Dataset items:
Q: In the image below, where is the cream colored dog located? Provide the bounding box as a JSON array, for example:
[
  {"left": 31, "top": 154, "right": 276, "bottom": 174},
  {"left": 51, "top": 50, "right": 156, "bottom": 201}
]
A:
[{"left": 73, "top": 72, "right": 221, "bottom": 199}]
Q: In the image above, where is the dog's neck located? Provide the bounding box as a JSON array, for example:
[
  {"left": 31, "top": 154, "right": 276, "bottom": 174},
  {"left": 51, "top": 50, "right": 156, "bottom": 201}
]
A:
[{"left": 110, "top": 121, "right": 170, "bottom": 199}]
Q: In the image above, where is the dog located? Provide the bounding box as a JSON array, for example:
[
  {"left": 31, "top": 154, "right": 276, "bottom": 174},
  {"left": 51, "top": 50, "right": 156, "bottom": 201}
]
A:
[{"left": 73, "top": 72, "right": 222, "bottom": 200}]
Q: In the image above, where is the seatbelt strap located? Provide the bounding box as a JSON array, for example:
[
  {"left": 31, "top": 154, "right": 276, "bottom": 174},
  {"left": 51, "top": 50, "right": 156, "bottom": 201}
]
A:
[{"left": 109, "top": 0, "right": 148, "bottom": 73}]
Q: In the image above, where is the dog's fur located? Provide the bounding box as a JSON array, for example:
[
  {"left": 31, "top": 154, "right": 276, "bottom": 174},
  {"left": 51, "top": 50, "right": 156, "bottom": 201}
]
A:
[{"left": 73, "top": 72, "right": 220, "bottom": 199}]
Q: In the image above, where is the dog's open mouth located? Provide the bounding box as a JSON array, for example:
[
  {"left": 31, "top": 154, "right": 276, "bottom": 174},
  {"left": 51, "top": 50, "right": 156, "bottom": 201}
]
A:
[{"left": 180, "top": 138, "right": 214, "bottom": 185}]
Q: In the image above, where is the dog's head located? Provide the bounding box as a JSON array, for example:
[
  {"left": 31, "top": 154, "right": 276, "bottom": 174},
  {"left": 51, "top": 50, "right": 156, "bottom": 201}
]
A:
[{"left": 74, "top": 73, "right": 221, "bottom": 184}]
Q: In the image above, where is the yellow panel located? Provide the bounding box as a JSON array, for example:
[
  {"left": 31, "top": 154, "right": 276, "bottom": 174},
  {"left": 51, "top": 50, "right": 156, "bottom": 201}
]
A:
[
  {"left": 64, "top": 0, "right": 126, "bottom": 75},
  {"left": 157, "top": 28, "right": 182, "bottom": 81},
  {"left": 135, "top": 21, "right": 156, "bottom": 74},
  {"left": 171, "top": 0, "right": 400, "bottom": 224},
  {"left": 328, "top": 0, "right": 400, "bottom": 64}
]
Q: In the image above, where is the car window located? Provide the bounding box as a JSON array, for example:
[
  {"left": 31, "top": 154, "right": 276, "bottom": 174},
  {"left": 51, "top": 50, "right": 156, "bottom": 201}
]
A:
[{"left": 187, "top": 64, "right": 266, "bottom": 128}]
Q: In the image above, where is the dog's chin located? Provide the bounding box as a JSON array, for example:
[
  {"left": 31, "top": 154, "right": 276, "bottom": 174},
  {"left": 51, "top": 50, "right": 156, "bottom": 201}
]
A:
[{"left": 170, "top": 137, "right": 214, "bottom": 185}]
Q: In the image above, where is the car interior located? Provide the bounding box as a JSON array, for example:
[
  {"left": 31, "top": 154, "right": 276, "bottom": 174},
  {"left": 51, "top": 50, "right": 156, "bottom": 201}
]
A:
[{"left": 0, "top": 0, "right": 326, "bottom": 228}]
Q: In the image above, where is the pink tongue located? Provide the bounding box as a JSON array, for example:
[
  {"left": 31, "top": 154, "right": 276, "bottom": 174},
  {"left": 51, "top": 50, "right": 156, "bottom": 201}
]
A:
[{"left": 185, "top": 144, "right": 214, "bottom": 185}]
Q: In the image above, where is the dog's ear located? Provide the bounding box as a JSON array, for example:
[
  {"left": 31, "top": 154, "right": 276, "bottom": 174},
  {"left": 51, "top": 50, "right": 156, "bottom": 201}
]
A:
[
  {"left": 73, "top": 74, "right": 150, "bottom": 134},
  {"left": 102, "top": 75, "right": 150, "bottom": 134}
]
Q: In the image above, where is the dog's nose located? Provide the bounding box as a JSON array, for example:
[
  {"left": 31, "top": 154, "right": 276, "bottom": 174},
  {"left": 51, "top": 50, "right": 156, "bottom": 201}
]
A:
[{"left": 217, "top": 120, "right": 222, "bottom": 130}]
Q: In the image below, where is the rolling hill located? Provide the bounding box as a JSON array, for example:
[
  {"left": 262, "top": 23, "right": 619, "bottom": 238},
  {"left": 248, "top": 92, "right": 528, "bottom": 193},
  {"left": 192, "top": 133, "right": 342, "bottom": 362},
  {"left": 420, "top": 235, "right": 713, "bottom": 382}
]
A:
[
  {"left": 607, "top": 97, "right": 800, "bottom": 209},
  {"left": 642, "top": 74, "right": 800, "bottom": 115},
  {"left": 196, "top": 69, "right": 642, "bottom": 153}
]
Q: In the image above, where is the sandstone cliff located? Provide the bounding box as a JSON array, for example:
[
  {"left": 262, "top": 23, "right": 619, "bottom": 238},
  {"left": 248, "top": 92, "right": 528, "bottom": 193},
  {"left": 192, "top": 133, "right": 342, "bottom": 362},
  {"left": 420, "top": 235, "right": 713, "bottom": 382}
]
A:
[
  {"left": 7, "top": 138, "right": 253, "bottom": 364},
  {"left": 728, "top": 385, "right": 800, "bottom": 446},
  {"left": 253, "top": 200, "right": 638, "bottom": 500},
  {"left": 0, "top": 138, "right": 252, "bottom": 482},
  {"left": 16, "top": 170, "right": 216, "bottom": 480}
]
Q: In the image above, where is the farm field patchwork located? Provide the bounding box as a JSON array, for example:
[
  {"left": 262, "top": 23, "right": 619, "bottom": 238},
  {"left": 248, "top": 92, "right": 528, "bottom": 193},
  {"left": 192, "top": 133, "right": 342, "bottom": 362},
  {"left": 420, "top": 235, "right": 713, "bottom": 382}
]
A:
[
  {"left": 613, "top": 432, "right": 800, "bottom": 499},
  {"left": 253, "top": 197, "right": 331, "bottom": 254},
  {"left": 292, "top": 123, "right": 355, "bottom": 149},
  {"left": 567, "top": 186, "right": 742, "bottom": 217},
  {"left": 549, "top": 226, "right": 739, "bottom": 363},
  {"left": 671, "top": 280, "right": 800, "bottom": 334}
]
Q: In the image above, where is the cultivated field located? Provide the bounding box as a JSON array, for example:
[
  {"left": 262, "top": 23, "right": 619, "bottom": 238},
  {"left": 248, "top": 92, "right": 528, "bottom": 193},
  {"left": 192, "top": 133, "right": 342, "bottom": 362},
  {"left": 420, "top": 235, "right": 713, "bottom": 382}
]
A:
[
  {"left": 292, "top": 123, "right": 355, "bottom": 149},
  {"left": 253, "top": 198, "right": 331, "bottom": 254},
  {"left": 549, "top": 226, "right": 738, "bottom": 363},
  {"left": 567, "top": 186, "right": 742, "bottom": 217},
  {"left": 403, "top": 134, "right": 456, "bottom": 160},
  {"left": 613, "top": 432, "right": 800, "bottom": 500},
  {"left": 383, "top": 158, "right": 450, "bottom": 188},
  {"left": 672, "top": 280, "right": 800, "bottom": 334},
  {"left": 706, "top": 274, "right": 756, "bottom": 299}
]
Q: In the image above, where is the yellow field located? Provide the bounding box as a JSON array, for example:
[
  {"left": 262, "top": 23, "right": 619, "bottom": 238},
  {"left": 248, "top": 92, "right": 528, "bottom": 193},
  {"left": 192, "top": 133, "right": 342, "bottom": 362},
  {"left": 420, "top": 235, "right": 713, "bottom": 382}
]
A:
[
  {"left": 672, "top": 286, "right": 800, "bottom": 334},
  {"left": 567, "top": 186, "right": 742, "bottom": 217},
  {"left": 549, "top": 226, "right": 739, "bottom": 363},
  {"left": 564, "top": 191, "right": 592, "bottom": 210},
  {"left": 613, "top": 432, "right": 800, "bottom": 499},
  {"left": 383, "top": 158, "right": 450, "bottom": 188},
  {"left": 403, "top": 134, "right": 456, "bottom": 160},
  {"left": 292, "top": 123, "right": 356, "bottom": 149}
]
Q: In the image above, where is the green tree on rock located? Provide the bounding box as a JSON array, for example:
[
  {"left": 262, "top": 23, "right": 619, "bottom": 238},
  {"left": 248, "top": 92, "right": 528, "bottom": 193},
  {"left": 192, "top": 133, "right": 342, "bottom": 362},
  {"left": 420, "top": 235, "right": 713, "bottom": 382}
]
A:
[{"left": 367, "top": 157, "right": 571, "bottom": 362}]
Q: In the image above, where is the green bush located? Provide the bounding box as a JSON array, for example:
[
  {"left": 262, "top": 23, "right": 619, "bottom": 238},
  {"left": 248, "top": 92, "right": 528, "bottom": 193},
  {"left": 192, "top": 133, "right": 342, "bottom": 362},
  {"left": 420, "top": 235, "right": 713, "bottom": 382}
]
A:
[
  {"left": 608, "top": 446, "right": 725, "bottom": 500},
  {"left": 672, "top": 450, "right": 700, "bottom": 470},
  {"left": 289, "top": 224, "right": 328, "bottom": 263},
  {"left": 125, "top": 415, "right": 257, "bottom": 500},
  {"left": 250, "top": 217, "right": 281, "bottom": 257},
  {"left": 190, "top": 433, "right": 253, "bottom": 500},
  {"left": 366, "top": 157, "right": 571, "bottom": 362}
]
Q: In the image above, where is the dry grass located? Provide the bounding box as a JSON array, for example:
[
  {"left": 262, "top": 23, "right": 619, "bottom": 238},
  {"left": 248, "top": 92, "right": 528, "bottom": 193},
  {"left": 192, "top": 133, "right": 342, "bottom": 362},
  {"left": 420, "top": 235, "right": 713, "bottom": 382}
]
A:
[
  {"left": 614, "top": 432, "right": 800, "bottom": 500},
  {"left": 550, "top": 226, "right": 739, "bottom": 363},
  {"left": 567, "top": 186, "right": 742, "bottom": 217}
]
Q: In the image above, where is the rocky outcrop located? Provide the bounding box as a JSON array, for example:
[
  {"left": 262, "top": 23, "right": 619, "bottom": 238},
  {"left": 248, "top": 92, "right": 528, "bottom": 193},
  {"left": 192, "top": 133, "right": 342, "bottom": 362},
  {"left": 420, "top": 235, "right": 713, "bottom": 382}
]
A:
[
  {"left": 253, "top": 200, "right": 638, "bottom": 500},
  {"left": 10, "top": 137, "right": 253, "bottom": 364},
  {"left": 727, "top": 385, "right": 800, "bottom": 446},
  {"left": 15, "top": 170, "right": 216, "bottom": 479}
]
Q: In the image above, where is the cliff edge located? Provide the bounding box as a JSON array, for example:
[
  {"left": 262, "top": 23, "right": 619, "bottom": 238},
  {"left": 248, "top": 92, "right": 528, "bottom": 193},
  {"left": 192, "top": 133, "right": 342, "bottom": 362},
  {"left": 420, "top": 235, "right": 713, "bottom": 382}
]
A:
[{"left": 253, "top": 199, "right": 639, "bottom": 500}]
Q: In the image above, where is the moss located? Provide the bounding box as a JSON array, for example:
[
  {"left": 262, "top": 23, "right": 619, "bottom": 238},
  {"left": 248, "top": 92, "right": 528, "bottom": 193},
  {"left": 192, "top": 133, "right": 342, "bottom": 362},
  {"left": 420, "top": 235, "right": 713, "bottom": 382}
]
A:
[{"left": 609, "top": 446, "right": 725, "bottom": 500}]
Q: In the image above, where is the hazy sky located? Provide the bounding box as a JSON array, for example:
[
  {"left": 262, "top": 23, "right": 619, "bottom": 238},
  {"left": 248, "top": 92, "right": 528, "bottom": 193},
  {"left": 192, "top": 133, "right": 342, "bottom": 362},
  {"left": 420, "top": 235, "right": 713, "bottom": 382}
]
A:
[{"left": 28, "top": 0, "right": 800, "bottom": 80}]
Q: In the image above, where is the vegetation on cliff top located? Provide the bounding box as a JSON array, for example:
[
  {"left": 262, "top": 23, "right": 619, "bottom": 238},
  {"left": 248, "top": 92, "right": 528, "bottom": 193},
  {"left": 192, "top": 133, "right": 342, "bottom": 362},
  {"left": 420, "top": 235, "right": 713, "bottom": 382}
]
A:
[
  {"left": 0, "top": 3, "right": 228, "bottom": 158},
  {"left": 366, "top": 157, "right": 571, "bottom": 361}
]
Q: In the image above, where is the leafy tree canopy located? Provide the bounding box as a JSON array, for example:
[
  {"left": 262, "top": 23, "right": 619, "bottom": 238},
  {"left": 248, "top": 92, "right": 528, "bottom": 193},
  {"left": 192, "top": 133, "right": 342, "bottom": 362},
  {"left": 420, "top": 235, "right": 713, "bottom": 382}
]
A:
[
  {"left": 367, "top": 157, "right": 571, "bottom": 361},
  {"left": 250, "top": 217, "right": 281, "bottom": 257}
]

Written exercise:
Please lay out the rows above as a JSON list of strings, one string per line, from the line containing "Q: In the image above, where is the hazy" through the last line of the rows. Leave out blank lines.

Answer to the problem:
[
  "Q: In the image above, where is the hazy sky located? Provide the bounding box as a JSON array, for example:",
  "[",
  "  {\"left\": 262, \"top\": 23, \"right\": 619, \"bottom\": 238},",
  "  {\"left\": 248, \"top\": 92, \"right\": 528, \"bottom\": 193},",
  "  {\"left\": 192, \"top\": 133, \"right\": 342, \"bottom\": 362},",
  "  {\"left\": 420, \"top\": 235, \"right\": 713, \"bottom\": 382}",
  "]",
  "A:",
  "[{\"left\": 28, \"top\": 0, \"right\": 800, \"bottom\": 80}]",
  "Q: In the image above, where is the vegetation on cliff top located? Provide the bounding box as a JSON array, for example:",
  "[",
  "  {\"left\": 262, \"top\": 23, \"right\": 619, \"bottom\": 238},",
  "  {\"left\": 248, \"top\": 92, \"right\": 528, \"bottom\": 193},",
  "  {\"left\": 192, \"top\": 133, \"right\": 342, \"bottom\": 362},",
  "  {\"left\": 420, \"top\": 235, \"right\": 713, \"bottom\": 382}",
  "]",
  "A:",
  "[",
  "  {\"left\": 0, \"top\": 3, \"right\": 228, \"bottom\": 158},",
  "  {\"left\": 366, \"top\": 157, \"right\": 571, \"bottom\": 361}",
  "]",
  "Q: In the image above, where is the leafy tree canopy located? Provide the bounding box as a JSON array, for example:",
  "[",
  "  {\"left\": 262, \"top\": 23, \"right\": 619, \"bottom\": 238},",
  "  {\"left\": 248, \"top\": 92, \"right\": 528, \"bottom\": 193},",
  "  {\"left\": 192, \"top\": 133, \"right\": 342, \"bottom\": 362},",
  "  {\"left\": 420, \"top\": 235, \"right\": 713, \"bottom\": 382}",
  "]",
  "A:",
  "[",
  "  {\"left\": 367, \"top\": 157, \"right\": 571, \"bottom\": 361},",
  "  {\"left\": 250, \"top\": 217, \"right\": 281, \"bottom\": 257}",
  "]"
]